» SELECTED EXCERPT:
====

After getting a taste for the vibrant food and drink scene in his hometown of San Sebastian, where there are more Michelin starred restaurants per capita than anywhere in the world, Gutierrez caught the bug, and the rest, as they say, is history. His first gig polishing glasses in a local bar quickly turned into more, and before long (after attending culinary school with the goal of becoming a chef), he found himself behind the pass of a busy restaurant in central London. While he loved the creativity of cooking and the frenetic atmosphere of a kitchen, it was the opportunity to meet people and build relationships that excited him most. “Working in the kitchen was great, but to me the food was a tool for service — what it was really about was what I could give to someone; how I could look after them,” he says, before continuing, “I quickly realised that out on the floor I could connect with people directly.” And so began his career as a waiter. He’s never looked back. 

“For me, it’s the desire to give, and the ability to really connect with someone… pick up on whether they’re sad or happy… or need cheering up — that’s what [my job] is really about, and the reason I love it.”

Gutierrez worked in lively restaurants and gastro pubs in London for years, including stints at both Gordon Ramsay’s and Jamie Oliver’s famous eateries, before making his way to New Zealand where he worked for Mark Wallbank at Rocco and Natalia Schamroth and Carl Koppenhagen at The Engine Room, before landing at Allpress, where he’s spent the last decade happily solidifying himself as one of the most recognisable (and likeable) figures in Auckland’s daytime hospitality scene.

====

» Dataset items:
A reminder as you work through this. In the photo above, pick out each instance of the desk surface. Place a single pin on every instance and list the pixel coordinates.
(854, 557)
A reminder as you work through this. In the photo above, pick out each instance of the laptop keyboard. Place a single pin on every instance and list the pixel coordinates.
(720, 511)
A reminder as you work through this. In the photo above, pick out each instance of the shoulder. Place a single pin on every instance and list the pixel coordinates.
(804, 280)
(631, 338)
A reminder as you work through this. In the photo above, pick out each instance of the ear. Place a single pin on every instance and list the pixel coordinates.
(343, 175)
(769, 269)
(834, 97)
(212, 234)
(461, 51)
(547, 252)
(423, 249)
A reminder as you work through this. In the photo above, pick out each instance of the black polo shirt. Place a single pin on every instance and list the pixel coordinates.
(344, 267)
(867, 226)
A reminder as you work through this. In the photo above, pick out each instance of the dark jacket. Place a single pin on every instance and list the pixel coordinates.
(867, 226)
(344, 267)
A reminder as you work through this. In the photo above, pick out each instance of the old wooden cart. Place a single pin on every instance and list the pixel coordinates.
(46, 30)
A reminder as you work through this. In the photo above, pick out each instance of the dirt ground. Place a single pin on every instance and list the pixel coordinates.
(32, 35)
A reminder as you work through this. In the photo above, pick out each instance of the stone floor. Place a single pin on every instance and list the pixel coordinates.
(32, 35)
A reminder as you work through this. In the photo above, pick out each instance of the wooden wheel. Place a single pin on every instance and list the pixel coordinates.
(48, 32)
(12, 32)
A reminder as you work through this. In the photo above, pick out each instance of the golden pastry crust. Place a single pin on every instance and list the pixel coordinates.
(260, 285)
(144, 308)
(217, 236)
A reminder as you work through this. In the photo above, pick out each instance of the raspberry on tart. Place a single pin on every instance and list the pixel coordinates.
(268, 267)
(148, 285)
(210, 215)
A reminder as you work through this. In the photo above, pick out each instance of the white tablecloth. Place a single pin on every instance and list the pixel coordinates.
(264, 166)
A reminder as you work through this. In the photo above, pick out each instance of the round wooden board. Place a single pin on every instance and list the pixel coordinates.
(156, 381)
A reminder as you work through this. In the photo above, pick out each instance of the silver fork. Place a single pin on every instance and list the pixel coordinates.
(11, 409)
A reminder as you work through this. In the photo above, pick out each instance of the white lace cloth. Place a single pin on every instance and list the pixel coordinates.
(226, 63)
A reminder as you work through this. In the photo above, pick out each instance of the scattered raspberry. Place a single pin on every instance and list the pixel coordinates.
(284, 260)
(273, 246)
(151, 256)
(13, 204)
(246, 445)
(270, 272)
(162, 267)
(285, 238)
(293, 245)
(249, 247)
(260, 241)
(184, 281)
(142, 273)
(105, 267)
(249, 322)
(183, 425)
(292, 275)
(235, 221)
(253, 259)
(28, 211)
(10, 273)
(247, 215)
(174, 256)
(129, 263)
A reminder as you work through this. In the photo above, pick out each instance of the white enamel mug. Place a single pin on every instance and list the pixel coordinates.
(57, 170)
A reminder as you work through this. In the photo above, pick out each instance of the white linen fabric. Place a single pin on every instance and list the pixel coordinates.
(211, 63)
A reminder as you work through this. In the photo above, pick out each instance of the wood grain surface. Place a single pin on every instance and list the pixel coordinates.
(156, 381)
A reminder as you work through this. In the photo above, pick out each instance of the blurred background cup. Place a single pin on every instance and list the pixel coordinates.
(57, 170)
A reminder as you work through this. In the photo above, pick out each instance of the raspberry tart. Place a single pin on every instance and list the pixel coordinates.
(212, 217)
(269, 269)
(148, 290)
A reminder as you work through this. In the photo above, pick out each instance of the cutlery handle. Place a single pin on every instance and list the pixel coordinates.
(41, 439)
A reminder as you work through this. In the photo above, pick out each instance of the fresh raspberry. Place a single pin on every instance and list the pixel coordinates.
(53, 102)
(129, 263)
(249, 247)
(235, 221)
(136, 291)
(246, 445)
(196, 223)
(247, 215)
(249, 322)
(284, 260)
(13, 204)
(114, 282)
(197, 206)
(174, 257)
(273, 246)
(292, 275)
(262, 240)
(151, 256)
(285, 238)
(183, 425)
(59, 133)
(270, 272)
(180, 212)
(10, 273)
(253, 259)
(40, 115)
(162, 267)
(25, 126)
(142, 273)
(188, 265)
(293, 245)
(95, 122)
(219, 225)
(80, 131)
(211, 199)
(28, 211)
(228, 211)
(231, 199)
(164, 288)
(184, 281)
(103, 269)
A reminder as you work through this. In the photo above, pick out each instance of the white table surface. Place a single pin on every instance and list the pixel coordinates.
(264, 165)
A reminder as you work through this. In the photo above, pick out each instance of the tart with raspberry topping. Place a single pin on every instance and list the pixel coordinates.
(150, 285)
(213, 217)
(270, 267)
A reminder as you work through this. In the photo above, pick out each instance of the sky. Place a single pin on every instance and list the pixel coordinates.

====

» WHAT IS EXPECTED: In the profile of Gutierrez, what was his first job in hospitality?

» ANSWER FOR THIS EXERCISE: Polishing glasses in a local bar.